# Problem description:
Copy the entries out again in full.

# Stored records:
┌──
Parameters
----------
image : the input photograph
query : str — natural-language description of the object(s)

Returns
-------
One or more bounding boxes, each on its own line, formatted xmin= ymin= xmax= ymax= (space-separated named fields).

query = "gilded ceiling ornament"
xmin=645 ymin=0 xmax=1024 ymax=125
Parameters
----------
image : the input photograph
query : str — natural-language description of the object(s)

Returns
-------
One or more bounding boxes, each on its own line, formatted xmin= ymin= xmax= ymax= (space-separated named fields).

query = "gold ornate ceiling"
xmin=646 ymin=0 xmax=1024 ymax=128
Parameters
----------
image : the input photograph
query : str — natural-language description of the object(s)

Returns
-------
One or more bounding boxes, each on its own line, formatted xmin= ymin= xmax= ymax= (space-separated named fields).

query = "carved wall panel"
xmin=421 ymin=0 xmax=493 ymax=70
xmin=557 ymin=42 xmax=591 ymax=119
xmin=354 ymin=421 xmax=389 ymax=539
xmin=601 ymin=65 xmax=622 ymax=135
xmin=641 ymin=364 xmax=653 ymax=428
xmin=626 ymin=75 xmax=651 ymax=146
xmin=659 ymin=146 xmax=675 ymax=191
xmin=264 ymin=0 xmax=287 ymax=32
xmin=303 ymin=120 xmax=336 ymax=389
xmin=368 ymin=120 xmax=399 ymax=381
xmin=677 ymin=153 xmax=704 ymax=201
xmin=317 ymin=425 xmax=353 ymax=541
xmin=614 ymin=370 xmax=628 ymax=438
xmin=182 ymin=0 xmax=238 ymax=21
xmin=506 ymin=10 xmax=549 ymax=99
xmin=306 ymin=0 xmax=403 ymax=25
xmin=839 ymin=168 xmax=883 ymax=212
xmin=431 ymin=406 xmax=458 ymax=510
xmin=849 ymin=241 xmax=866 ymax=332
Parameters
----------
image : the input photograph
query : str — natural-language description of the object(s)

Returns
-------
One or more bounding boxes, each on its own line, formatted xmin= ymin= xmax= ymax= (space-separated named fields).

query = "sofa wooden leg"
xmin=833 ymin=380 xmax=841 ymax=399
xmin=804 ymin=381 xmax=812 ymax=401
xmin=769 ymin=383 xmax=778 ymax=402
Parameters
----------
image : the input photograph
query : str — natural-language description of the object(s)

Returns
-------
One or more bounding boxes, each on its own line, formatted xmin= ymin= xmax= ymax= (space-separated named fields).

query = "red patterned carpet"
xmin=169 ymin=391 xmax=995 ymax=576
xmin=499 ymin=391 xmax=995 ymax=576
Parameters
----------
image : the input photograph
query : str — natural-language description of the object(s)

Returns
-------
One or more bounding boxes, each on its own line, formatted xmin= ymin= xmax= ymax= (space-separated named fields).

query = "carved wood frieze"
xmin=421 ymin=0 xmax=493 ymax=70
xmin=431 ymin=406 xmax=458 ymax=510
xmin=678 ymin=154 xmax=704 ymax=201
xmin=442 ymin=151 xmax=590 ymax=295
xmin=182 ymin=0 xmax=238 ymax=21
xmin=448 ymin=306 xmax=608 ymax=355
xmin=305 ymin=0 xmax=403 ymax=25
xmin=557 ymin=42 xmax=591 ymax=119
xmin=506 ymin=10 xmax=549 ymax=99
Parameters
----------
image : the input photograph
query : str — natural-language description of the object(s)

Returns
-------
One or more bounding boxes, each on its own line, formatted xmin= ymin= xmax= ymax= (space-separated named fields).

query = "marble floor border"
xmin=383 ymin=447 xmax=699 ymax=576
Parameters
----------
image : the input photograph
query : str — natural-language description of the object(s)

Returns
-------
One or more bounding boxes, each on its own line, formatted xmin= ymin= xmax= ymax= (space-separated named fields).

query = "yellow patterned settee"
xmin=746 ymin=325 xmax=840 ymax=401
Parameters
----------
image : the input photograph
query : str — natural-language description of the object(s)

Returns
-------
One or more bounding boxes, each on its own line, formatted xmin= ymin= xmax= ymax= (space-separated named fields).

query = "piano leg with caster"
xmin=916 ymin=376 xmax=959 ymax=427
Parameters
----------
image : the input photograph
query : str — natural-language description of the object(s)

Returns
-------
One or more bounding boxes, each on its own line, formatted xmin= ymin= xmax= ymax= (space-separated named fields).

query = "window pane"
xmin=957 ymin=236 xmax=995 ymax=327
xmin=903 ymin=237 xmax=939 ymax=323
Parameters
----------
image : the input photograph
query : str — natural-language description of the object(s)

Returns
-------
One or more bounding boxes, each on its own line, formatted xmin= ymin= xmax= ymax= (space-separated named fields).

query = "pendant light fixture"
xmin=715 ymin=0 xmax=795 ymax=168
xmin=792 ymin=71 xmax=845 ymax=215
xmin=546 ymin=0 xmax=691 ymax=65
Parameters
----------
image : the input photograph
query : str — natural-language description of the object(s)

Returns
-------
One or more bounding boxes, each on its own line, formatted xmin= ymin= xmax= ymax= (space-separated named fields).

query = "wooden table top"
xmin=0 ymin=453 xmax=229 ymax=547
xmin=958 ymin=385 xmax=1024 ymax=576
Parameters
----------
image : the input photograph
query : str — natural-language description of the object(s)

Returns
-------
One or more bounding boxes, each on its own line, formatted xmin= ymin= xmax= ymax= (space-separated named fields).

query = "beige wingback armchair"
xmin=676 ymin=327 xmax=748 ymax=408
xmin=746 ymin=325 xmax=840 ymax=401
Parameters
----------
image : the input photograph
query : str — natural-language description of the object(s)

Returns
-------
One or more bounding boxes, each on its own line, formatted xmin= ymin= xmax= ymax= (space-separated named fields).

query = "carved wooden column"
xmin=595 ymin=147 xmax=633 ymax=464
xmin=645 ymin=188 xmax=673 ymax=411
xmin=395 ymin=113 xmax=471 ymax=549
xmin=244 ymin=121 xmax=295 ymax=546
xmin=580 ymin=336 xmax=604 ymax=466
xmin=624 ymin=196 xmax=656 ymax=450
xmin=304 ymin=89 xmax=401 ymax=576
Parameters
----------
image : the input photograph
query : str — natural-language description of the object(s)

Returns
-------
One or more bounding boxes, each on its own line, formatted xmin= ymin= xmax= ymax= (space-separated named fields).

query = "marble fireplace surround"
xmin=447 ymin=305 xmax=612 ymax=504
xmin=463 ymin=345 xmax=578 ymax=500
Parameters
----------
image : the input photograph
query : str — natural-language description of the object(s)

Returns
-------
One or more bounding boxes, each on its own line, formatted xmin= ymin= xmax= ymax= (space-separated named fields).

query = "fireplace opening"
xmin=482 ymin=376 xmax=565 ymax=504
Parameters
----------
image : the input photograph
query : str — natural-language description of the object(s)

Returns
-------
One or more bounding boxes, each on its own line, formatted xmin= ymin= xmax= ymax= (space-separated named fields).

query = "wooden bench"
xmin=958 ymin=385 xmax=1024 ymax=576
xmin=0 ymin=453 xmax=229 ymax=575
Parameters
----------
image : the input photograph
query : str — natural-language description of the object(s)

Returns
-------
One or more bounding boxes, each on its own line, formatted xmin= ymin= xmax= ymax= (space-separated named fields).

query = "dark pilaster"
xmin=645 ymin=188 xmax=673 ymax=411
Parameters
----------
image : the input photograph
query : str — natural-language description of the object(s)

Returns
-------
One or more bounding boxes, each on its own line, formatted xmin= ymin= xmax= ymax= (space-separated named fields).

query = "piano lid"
└──
# Your solution:
Parameters
----------
image : the input photograph
query : str — natural-language description of the object(s)

Returns
-------
One or more bounding boxes, each on its own line, formatted xmin= ymin= xmax= ymax= (space-separated named fields).

query = "gilded ceiling ornament"
xmin=645 ymin=0 xmax=1024 ymax=125
Parameters
----------
image : the input photograph
query : str — natural-language description of the object(s)

Returns
-------
One or more bounding boxes, each on its own line, formatted xmin= ymin= xmax= ymax= (space-separated named fields).

query = "gold ornate ceiling"
xmin=646 ymin=0 xmax=1024 ymax=128
Parameters
----------
image : the input photograph
query : str — natural-language description of the object(s)

Returns
-------
One or more bounding boxes, each on its own line, formatted xmin= ymin= xmax= ymax= (space-separated named fields).

query = "carved wall panel"
xmin=421 ymin=0 xmax=493 ymax=70
xmin=557 ymin=42 xmax=591 ymax=119
xmin=354 ymin=421 xmax=389 ymax=539
xmin=601 ymin=65 xmax=622 ymax=135
xmin=641 ymin=364 xmax=653 ymax=428
xmin=626 ymin=75 xmax=651 ymax=146
xmin=659 ymin=146 xmax=675 ymax=191
xmin=264 ymin=0 xmax=287 ymax=32
xmin=303 ymin=120 xmax=336 ymax=389
xmin=368 ymin=120 xmax=399 ymax=381
xmin=677 ymin=153 xmax=704 ymax=201
xmin=317 ymin=425 xmax=353 ymax=541
xmin=614 ymin=370 xmax=628 ymax=438
xmin=182 ymin=0 xmax=238 ymax=21
xmin=506 ymin=10 xmax=549 ymax=99
xmin=306 ymin=0 xmax=403 ymax=25
xmin=839 ymin=168 xmax=883 ymax=212
xmin=431 ymin=406 xmax=458 ymax=510
xmin=849 ymin=241 xmax=866 ymax=332
Parameters
----------
image : the input photograph
query : str — natural-language description of the object(s)

Returns
-------
One or more bounding boxes, each on its own line, formatted xmin= ymin= xmax= ymax= (space-separated named fields).

query = "sofa wooden leg"
xmin=833 ymin=380 xmax=841 ymax=399
xmin=804 ymin=381 xmax=812 ymax=401
xmin=769 ymin=383 xmax=778 ymax=402
Parameters
----------
image : the input photograph
query : str — natural-language description of the object(s)

Returns
-------
One or more bounding boxes, each on its own line, formatted xmin= ymin= xmax= ymax= (space-separated named fields).

query = "red patterned carpet"
xmin=169 ymin=391 xmax=995 ymax=576
xmin=499 ymin=391 xmax=995 ymax=576
Parameters
----------
image : the input photograph
query : str — natural-language description of the object(s)

Returns
-------
One or more bounding boxes, each on its own line, formatted xmin= ymin= xmax= ymax= (space-separated named fields).

query = "carved wood frieze"
xmin=421 ymin=0 xmax=493 ymax=70
xmin=431 ymin=406 xmax=458 ymax=510
xmin=678 ymin=154 xmax=704 ymax=201
xmin=442 ymin=151 xmax=590 ymax=295
xmin=182 ymin=0 xmax=238 ymax=21
xmin=448 ymin=306 xmax=608 ymax=355
xmin=305 ymin=0 xmax=403 ymax=25
xmin=557 ymin=42 xmax=591 ymax=119
xmin=506 ymin=10 xmax=549 ymax=99
Parameters
----------
image : the input photograph
query : str — natural-language description of the object(s)

Returns
-------
One or more bounding boxes, each on its own line, formatted xmin= ymin= xmax= ymax= (space-separated named fields).

query = "marble floor border"
xmin=383 ymin=447 xmax=699 ymax=576
Parameters
----------
image : the input photograph
query : str — natural-language description of the object(s)

Returns
-------
One or more bounding boxes, each on its own line, formatted xmin= ymin= xmax= ymax= (space-separated named fields).

query = "yellow patterned settee"
xmin=746 ymin=325 xmax=840 ymax=401
Parameters
----------
image : the input photograph
query : str — natural-language description of the object(s)

Returns
-------
One or more bounding boxes, each on its own line, formatted xmin= ymin= xmax= ymax= (space-separated named fields).

query = "piano leg with caster"
xmin=916 ymin=376 xmax=959 ymax=427
Parameters
----------
image : the input photograph
query : str — natural-language description of the object(s)

Returns
-------
One or more bounding boxes, each on its own line, formatted xmin= ymin= xmax= ymax= (space-separated named fields).

query = "window pane"
xmin=957 ymin=236 xmax=995 ymax=327
xmin=903 ymin=237 xmax=939 ymax=323
Parameters
----------
image : the input photograph
query : str — natural-language description of the object(s)

Returns
-------
One or more bounding boxes, each on its own line, formatted xmin= ymin= xmax= ymax= (space-separated named fields).

query = "pendant light fixture"
xmin=715 ymin=0 xmax=795 ymax=168
xmin=792 ymin=71 xmax=845 ymax=215
xmin=546 ymin=0 xmax=691 ymax=65
Parameters
----------
image : the input photograph
query : str — natural-language description of the object(s)

Returns
-------
One or more bounding boxes, each on its own line, formatted xmin= ymin= xmax= ymax= (space-separated named fields).

query = "wooden table top"
xmin=0 ymin=453 xmax=229 ymax=547
xmin=958 ymin=385 xmax=1024 ymax=576
Parameters
----------
image : the input photograph
query : str — natural-language description of the object(s)

Returns
-------
One or more bounding boxes, each on its own line, formatted xmin= ymin= xmax= ymax= (space-separated named fields).

query = "beige wingback armchair"
xmin=676 ymin=327 xmax=748 ymax=408
xmin=746 ymin=325 xmax=840 ymax=401
Parameters
----------
image : the input photograph
query : str — natural-language description of the object(s)

Returns
-------
One or more bounding boxes, each on its own line, formatted xmin= ymin= xmax= ymax= (space-separated named fields).

query = "carved wooden column"
xmin=595 ymin=147 xmax=633 ymax=464
xmin=645 ymin=188 xmax=673 ymax=411
xmin=395 ymin=113 xmax=471 ymax=549
xmin=244 ymin=121 xmax=295 ymax=546
xmin=580 ymin=336 xmax=604 ymax=466
xmin=624 ymin=196 xmax=656 ymax=450
xmin=304 ymin=89 xmax=401 ymax=576
Parameters
----------
image : the input photograph
query : str — natural-language description of the object(s)

Returns
-------
One or more bounding boxes, each on its own line, formatted xmin= ymin= xmax= ymax= (space-separated named fields).

query = "marble fireplace surround"
xmin=447 ymin=305 xmax=612 ymax=504
xmin=463 ymin=345 xmax=578 ymax=500
Parameters
----------
image : the input photograph
query : str — natural-language description of the object(s)

Returns
-------
One or more bounding boxes, each on its own line, formatted xmin= ymin= xmax= ymax= (space-separated named fields).

query = "fireplace opening"
xmin=482 ymin=376 xmax=565 ymax=504
Parameters
----------
image : the input photograph
query : str — natural-language description of the object(s)

Returns
-------
One or more bounding boxes, each on its own line, formatted xmin= ymin= xmax= ymax= (space-separated named fields).

query = "wooden bench"
xmin=958 ymin=385 xmax=1024 ymax=576
xmin=0 ymin=453 xmax=229 ymax=575
Parameters
----------
image : the input photograph
query : str — natural-language description of the object(s)

Returns
-------
One or more bounding boxes, each on its own line, formatted xmin= ymin= xmax= ymax= (space-separated named fields).

query = "dark pilaster"
xmin=645 ymin=188 xmax=673 ymax=411
Parameters
----------
image : the input photograph
query : str — natural-language description of the object(s)

Returns
-------
One or more bounding boxes, each on its own line, formatted xmin= ymin= xmax= ymax= (space-separated named fields).

query = "piano lid"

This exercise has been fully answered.